Task prompt => Transcribe all records, preserving every character.

Data for review =>
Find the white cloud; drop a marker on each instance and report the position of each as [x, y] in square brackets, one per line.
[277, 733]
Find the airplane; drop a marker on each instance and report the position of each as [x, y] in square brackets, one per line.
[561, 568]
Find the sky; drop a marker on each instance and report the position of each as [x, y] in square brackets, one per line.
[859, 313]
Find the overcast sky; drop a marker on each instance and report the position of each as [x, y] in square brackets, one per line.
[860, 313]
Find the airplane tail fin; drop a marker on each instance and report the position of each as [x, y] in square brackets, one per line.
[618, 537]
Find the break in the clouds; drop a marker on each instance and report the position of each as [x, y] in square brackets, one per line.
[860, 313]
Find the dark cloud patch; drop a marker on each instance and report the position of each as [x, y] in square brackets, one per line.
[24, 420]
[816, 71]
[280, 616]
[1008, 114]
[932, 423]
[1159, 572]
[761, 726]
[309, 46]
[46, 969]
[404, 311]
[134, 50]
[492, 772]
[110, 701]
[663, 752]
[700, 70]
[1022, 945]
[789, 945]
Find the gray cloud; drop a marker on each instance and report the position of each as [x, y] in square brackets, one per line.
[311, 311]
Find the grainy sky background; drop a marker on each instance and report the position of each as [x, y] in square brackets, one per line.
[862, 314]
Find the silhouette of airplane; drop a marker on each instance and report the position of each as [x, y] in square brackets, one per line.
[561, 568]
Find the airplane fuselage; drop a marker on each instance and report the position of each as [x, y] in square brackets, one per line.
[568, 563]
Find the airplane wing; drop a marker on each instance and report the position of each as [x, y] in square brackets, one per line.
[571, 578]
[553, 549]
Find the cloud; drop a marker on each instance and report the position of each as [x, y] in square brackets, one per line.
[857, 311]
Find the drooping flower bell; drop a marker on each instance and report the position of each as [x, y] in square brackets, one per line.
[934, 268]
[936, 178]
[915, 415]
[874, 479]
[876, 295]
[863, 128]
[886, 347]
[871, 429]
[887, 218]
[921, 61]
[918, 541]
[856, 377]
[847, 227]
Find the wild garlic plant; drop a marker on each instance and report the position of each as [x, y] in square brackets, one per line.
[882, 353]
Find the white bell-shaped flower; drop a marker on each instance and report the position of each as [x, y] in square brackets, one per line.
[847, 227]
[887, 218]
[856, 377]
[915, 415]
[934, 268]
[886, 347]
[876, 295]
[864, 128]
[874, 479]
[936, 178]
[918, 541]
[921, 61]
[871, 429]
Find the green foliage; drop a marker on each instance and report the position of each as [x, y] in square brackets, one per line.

Answer below =>
Find the white cloud; drop a marker on each instance and report the position of each as [x, y] in square brackets, one per line.
[277, 733]
Find the airplane; drop a marker on each instance and report the position of each as [x, y] in square brackets, one per line.
[561, 568]
Find the sky; drop a marker on each instance and report the position of each as [x, y] in square brackets, one per line.
[859, 313]
Find the overcast sky; drop a marker on each instance and report the position of each as [x, y] in square brackets, one per line.
[860, 313]
Find the airplane tail fin; drop a marker on each instance and report the position of each as [x, y] in square brackets, one per line.
[618, 537]
Find the break in the clouds; drop a marker on each instance and report the position of each as [x, y] in square brackets, one per line.
[860, 313]
Find the dark cloud patch; drop a marker on each instance and report the position of each as [x, y] in square brackets, one per line.
[24, 420]
[816, 71]
[280, 616]
[1008, 114]
[932, 423]
[1159, 572]
[761, 726]
[309, 46]
[46, 969]
[404, 311]
[134, 50]
[492, 772]
[110, 701]
[663, 752]
[700, 70]
[1022, 945]
[789, 945]
Find the gray cloud; drop a marker on each instance and report the position of each as [x, y] in square brackets, one per line.
[311, 311]
Find the grainy sky background; drop a marker on each instance and report the position of each as [x, y] in square brackets, one per line.
[862, 314]
Find the silhouette of airplane; drop a marker on each instance and report the position of each as [x, y] in square brackets, one per line.
[561, 568]
Find the airplane fuselage; drop a marker on each instance and report the position of each as [x, y] in square brackets, one per line.
[568, 563]
Find the airplane wing; drop a marker on each instance and report the position of each as [x, y] in square brackets, one per line.
[571, 578]
[553, 549]
Find the cloud; drop a marker on each instance and report the position of each as [x, y] in square brackets, one per line.
[857, 311]
Find the drooping flower bell; drop a marker on each instance and report the position of each as [x, y] in square brackets, one per line.
[934, 268]
[936, 178]
[915, 415]
[874, 479]
[876, 295]
[863, 128]
[886, 347]
[871, 429]
[887, 218]
[921, 61]
[918, 541]
[856, 377]
[847, 227]
Find the wild garlic plant; drop a marker on each instance and report the position of each as [x, y] in square brackets, one per line.
[882, 353]
Find the white bell-shaped flower; drop a marker on each instance and report the position of each as [x, y] in square brackets, one per line.
[847, 227]
[887, 218]
[856, 377]
[915, 415]
[934, 268]
[886, 347]
[876, 295]
[864, 128]
[874, 479]
[936, 178]
[918, 541]
[921, 61]
[871, 429]
Find the green foliage; drop a marker on each instance and report the position of each as [x, y] in square brackets, one per line.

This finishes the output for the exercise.